▶ _Direction 1_
What does FIG. 5 show, according to the patent text?

▶ _Document text_
BRIEF DESCRIPTION OF THE DRAWINGS
[0030] Further features and advantages of the invention result from
the following description which in connection with the enclosed
Figures explains the invention in more detail with reference to an
embodiment.
[0031] The drawings described herein are for illustrative purposes
only of selected embodiments and not all possible implementations,
and are not intended to limit the scope of the present
disclosure.
[0032] One embodiment of the invention is shown purely
schematically in the drawings and is described hereinafter in
greater detail.
[0033] FIG. 1 shows the electrical connection device in accordance
with the invention in a perspective view;
[0034] FIG. 2 shows a perspective view of the electrical connection
device from FIG. 1 without the upper spring;
[0035] FIG. 3 shows a perspective view of the upper spring of the
electrical connection device from FIG. 1;
[0036] FIG. 4 shows a flat blank for the upper spring of the
electrical connection device from FIG. 1;
[0037] FIG. 5 shows a flat blank for the tulip contact of the
electrical connection device from FIG. 1; and
[0038] FIG. 6 shows a perspective view of a further electrical
connection device in accordance with the invention.
[0039] Corresponding reference numerals indicate corresponding
parts throughout the several views of the drawings.
DETAILED DESCRIPTION OF THE PREFERRED EMBODIMENTS
[0040] Example embodiments will now be described more fully with
reference to the accompanying drawings.

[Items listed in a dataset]
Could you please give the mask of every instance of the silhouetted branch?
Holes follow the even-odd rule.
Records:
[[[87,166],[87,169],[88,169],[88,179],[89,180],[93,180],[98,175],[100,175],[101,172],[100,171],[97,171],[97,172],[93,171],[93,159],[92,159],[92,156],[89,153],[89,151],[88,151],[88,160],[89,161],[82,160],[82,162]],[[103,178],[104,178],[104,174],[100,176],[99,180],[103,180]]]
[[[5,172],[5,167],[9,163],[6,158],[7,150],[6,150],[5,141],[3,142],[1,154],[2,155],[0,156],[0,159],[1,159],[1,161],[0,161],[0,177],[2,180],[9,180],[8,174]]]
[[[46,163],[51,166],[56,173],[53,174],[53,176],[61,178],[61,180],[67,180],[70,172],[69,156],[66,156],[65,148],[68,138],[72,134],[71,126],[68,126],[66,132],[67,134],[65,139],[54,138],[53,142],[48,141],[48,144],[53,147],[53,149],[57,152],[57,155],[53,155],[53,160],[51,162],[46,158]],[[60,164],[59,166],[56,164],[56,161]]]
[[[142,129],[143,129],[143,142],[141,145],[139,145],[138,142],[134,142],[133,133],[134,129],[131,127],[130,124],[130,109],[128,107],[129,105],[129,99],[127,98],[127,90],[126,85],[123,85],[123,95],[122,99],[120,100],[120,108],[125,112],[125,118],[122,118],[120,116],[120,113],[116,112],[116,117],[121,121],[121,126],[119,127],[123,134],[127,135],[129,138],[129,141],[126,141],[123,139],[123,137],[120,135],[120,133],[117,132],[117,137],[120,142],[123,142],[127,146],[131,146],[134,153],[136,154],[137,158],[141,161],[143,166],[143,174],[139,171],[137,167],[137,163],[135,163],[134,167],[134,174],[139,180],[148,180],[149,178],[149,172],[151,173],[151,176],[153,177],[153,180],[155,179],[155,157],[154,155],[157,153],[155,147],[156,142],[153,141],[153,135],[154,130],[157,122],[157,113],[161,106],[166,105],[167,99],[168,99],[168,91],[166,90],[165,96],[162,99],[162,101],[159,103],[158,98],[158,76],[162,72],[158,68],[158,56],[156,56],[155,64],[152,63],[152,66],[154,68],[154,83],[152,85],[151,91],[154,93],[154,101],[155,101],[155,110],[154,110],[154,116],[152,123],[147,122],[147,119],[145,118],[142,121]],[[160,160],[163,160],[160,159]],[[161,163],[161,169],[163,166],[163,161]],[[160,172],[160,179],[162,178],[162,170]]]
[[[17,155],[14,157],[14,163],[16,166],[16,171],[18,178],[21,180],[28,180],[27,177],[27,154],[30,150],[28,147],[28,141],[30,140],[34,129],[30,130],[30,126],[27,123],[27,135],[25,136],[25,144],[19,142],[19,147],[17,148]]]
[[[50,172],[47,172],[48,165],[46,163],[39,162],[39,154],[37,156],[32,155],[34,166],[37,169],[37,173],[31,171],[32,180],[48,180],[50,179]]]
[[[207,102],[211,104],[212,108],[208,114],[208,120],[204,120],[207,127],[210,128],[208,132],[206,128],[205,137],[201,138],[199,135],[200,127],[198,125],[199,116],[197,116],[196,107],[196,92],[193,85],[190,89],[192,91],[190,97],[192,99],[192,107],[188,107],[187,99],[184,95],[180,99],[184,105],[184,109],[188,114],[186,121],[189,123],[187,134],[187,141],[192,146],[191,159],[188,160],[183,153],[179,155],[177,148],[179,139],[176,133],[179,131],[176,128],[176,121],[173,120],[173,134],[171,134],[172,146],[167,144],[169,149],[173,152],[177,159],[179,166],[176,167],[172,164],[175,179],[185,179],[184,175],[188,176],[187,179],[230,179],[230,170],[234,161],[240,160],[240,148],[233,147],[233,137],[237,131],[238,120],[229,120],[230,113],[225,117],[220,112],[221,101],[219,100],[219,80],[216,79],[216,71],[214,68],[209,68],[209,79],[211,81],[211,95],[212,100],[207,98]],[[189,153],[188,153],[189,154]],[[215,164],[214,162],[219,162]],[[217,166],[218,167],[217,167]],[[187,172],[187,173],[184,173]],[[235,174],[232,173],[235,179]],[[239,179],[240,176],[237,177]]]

==

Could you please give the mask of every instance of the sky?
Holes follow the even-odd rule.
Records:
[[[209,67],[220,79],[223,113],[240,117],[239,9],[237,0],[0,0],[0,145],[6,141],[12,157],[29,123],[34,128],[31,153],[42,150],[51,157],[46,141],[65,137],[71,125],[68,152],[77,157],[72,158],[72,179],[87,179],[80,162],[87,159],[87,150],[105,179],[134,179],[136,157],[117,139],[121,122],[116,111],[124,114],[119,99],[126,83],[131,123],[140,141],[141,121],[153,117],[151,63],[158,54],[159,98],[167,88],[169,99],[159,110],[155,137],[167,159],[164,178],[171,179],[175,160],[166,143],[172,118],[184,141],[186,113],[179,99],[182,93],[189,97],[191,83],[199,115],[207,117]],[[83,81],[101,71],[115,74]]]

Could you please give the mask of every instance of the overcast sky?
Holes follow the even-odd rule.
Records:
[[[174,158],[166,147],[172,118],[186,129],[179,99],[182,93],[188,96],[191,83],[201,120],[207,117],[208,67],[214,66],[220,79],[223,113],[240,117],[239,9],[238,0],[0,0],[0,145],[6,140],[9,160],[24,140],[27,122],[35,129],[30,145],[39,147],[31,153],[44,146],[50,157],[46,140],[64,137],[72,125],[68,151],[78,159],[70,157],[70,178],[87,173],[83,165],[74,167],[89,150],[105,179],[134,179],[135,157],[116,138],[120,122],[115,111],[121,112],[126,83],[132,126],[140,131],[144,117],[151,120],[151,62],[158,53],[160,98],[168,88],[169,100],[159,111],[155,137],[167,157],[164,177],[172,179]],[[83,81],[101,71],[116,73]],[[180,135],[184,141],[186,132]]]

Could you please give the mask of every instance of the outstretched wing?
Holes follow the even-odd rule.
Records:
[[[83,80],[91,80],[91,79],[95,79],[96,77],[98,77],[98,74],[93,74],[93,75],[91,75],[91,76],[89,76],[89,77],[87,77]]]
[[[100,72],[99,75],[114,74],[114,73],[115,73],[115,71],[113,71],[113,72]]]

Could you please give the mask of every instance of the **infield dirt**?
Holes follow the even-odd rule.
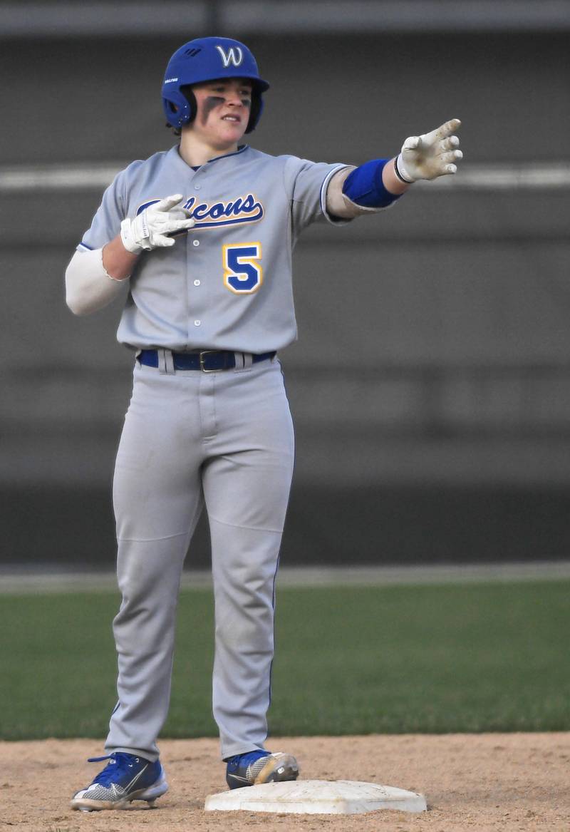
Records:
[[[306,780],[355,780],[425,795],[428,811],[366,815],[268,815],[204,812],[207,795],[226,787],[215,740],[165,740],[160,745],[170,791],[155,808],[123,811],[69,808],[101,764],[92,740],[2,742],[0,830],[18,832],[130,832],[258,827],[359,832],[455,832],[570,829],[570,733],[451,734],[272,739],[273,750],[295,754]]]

▶ _Direction 2_
Collect each line of the listing that contains the word "instance".

▶ _Task solution 1_
A flat blank for the tulip contact of the electrical connection device from FIG. 1.

▶ _Task solution 2_
Could you please give the mask of every instance of the silhouetted branch?
Could you please give the mask of every instance of the sky?
Could you please give the mask of every instance of the overcast sky?
Could you please give the mask of every instance of the outstretched wing?
Could you please give the mask of every instance of the **infield dirt**?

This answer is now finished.